▶ **Problem description**
Each line from the one that contains "Where can you spot the black electric" to the end of the material must be set down exactly, and no line before it.

[start of Data for processing]

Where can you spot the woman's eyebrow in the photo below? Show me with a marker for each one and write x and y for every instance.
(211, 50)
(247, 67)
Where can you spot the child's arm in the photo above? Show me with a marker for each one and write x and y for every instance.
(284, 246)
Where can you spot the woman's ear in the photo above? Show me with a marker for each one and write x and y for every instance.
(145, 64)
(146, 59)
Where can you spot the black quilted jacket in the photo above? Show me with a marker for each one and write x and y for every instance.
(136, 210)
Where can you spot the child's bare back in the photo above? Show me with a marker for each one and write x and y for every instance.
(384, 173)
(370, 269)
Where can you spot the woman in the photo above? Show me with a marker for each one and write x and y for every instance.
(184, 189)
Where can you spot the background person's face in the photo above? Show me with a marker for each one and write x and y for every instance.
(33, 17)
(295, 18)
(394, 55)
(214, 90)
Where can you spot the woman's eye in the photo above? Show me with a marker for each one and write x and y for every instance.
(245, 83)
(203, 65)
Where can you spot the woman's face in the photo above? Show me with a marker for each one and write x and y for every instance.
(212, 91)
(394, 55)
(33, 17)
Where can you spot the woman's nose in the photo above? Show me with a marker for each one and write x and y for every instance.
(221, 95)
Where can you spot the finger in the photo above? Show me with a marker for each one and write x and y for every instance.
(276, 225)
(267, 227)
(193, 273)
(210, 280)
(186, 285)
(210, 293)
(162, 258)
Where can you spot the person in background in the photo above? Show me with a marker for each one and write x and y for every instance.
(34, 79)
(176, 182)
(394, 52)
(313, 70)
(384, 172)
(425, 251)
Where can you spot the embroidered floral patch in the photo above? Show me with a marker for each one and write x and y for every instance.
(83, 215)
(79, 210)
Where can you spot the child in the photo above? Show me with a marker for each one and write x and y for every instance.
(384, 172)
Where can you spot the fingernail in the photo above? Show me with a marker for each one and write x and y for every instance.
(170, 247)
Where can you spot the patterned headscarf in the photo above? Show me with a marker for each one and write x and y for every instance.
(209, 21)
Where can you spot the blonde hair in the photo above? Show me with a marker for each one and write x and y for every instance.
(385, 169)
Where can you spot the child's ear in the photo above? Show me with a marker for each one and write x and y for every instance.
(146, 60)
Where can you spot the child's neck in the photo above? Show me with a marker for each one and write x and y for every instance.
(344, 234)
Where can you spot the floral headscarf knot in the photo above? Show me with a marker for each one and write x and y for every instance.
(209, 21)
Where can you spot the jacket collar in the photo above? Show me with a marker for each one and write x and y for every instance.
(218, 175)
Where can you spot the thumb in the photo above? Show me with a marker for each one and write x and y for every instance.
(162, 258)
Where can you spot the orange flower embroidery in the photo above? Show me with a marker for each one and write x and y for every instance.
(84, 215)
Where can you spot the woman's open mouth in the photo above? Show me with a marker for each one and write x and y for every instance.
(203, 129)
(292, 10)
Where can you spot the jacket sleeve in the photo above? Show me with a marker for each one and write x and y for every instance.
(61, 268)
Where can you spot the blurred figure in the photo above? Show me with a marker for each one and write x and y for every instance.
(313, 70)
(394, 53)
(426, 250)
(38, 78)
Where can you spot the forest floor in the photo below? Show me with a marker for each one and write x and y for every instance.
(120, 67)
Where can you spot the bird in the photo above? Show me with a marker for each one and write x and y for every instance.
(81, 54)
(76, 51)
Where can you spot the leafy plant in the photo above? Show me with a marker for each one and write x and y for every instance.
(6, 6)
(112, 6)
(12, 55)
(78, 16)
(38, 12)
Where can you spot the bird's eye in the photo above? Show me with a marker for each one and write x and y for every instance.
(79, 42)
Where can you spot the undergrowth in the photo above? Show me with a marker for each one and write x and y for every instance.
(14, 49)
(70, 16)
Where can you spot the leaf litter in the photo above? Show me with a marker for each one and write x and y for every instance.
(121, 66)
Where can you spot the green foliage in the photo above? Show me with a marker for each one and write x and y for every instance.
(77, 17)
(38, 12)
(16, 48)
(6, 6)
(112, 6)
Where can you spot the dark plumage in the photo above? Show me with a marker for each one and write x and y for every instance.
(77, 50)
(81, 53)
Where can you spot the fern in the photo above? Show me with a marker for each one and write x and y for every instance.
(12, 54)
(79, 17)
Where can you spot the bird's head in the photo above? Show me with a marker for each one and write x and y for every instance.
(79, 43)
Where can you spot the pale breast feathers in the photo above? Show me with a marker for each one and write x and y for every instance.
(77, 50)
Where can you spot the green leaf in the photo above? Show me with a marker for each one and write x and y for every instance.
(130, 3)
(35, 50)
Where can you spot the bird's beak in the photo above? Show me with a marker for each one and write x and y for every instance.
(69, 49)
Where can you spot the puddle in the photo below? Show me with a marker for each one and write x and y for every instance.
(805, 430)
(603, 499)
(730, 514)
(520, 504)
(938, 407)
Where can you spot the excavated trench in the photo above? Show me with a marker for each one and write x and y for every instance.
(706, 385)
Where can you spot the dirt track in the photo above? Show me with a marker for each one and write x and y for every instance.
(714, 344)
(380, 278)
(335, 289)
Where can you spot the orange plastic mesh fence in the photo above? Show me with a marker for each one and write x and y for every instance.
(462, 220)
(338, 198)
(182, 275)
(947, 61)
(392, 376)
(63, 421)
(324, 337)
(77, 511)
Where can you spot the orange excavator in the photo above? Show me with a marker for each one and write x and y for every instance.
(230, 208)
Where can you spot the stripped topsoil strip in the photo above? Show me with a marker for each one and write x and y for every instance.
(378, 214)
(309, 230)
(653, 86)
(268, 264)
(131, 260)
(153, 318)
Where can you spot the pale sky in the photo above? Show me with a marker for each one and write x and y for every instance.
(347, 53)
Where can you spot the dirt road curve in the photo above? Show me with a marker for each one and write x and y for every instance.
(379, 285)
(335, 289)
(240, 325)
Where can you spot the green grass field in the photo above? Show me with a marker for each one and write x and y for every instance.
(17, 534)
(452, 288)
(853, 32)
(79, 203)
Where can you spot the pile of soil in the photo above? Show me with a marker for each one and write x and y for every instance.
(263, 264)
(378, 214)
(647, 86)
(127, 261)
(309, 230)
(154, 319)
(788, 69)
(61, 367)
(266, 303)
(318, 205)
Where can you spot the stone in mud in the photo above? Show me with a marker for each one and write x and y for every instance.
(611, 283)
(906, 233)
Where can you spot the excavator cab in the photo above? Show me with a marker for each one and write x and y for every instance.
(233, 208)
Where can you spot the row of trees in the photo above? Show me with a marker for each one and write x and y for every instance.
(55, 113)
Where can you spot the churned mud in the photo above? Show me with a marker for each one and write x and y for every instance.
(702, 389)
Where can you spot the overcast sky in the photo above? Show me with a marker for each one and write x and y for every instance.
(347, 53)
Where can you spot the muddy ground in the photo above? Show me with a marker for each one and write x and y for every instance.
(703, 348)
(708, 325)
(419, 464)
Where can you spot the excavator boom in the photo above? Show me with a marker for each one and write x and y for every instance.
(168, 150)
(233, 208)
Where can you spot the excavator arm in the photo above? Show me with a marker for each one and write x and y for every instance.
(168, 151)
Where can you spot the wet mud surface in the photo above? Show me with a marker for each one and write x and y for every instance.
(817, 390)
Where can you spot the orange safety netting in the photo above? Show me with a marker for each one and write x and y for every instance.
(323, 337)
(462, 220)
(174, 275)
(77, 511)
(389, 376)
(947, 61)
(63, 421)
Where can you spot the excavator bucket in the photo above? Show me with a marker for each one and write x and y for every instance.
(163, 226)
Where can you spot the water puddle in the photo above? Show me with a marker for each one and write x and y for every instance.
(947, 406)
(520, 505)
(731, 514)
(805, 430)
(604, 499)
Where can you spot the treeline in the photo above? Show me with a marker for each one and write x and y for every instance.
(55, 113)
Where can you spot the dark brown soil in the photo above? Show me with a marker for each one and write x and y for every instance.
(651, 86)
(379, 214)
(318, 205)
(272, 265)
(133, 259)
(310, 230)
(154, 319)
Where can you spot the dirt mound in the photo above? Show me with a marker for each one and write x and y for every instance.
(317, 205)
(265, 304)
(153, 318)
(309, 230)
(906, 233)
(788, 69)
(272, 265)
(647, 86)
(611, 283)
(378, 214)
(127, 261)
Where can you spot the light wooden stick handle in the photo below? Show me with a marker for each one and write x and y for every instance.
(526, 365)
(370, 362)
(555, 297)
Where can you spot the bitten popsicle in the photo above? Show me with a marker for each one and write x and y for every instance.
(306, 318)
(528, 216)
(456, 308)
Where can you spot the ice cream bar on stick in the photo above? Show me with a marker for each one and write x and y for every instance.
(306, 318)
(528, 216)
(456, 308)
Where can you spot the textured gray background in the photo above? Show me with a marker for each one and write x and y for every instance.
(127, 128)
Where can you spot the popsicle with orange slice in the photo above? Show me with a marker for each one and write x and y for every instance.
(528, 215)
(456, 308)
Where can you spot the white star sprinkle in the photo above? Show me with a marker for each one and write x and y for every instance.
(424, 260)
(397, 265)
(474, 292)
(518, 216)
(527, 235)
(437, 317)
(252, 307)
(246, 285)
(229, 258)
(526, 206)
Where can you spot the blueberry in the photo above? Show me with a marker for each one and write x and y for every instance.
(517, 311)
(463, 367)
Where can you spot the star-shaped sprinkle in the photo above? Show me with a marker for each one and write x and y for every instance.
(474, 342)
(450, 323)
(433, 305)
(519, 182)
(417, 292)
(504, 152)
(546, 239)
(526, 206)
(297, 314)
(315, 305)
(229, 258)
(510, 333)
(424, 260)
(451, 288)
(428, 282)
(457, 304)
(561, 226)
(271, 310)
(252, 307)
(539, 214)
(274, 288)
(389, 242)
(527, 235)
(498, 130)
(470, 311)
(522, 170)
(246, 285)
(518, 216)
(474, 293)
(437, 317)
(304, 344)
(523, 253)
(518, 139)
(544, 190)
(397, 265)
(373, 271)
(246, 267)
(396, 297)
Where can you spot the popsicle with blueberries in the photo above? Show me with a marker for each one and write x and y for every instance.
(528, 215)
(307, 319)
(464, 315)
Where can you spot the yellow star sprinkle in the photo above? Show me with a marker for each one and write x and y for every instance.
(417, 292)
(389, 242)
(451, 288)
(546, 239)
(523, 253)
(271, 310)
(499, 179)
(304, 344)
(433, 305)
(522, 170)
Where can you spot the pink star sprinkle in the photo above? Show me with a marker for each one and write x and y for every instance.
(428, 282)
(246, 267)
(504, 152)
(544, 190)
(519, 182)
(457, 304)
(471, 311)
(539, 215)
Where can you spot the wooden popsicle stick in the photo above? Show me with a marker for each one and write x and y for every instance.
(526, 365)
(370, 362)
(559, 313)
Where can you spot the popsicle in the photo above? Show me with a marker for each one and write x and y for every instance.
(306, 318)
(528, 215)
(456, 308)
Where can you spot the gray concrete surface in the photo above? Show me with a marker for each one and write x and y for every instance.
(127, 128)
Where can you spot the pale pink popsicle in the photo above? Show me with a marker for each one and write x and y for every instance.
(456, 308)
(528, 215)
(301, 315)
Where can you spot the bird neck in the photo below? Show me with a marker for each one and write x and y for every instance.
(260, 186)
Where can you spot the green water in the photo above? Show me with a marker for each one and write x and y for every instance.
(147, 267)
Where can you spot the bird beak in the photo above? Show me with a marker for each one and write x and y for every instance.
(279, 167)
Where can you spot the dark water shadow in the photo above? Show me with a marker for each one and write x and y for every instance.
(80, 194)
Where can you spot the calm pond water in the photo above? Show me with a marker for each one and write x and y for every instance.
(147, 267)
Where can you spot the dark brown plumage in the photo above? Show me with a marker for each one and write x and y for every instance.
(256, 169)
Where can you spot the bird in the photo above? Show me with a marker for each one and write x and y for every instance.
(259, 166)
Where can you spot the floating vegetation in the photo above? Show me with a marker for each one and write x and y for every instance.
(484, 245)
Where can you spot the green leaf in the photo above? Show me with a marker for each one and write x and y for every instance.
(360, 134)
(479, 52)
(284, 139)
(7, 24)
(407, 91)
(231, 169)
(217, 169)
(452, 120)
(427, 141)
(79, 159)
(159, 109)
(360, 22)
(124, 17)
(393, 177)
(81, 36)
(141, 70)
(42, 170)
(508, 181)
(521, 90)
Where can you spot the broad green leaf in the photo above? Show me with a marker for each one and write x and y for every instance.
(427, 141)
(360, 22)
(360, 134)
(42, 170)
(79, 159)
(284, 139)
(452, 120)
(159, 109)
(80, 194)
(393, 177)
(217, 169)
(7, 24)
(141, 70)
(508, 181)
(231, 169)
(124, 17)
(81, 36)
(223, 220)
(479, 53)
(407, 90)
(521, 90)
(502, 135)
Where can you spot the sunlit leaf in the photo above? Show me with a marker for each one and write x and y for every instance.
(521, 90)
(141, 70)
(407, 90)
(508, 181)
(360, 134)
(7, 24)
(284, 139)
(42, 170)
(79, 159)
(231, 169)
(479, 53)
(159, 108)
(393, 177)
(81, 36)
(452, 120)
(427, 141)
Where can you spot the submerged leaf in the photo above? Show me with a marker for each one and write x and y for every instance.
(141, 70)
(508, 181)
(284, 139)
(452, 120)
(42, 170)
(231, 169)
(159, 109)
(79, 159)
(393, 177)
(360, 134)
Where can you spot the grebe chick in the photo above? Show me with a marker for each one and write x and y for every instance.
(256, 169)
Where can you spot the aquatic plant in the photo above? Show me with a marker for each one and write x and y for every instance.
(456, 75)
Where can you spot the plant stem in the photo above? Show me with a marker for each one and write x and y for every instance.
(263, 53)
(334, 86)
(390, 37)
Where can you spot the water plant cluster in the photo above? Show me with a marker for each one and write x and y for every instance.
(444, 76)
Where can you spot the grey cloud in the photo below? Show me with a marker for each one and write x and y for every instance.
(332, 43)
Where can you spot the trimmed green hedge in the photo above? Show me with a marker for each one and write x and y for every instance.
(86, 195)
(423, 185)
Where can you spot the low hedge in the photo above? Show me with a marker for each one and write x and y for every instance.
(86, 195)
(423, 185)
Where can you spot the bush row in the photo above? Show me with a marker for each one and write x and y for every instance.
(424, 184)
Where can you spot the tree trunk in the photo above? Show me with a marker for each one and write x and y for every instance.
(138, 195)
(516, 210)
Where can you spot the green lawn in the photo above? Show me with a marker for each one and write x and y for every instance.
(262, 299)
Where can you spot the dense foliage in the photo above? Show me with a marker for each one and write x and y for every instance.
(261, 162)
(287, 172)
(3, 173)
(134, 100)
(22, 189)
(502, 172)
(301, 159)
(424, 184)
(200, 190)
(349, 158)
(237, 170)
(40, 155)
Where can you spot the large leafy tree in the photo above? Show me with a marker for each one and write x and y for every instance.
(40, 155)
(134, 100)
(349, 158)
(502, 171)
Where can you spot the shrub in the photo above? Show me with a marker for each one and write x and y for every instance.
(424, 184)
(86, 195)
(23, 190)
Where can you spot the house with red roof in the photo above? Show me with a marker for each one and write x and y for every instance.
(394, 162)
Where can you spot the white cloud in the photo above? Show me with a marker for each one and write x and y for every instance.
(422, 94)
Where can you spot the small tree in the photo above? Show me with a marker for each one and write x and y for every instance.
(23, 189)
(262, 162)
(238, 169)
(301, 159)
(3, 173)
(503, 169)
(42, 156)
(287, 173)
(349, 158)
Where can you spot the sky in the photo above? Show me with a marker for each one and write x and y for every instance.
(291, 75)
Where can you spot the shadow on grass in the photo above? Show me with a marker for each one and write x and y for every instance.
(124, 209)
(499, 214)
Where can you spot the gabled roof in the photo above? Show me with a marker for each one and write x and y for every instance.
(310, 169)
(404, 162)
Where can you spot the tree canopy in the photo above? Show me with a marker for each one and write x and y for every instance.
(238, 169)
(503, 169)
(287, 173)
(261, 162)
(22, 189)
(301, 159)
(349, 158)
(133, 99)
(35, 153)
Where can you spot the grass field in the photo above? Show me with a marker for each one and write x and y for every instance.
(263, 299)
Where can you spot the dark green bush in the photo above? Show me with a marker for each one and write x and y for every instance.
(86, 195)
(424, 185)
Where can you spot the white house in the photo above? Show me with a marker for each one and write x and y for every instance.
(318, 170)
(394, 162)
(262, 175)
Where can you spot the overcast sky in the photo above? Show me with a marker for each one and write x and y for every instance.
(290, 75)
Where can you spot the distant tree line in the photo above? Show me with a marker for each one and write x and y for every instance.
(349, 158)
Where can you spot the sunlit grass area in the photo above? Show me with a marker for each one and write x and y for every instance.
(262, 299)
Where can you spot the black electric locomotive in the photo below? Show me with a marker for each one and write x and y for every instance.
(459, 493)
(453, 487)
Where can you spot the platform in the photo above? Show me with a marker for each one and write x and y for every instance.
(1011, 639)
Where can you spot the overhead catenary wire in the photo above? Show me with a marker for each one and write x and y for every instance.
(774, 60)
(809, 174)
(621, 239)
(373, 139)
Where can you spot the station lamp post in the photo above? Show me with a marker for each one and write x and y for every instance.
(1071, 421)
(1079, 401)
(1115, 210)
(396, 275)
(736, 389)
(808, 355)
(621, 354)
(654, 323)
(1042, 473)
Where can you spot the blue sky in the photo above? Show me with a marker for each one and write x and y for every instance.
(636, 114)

[end of Data for processing]

▶ **Task output**
Where can you spot the black electric locomotive in the photo below? Show me with a marker for each one and write x and y for every instance.
(459, 493)
(453, 487)
Where can you spot the platform in the photo above? Show me with a marker for each one and write x and y for every instance.
(1011, 639)
Where can you spot the overhead catenary wire in the photo above? Show me with a marker for each one and write x and y for every instance.
(774, 60)
(809, 174)
(621, 239)
(373, 139)
Where can you spot the station lamp post in the photo above? Show me with a marker for each one and write x and y for every instance.
(1071, 421)
(1079, 401)
(1115, 210)
(396, 275)
(736, 389)
(808, 355)
(621, 354)
(654, 323)
(1042, 473)
Where can you spot the blue sky in the photo above? Show me with a marker for each one and write x and y for every instance.
(636, 114)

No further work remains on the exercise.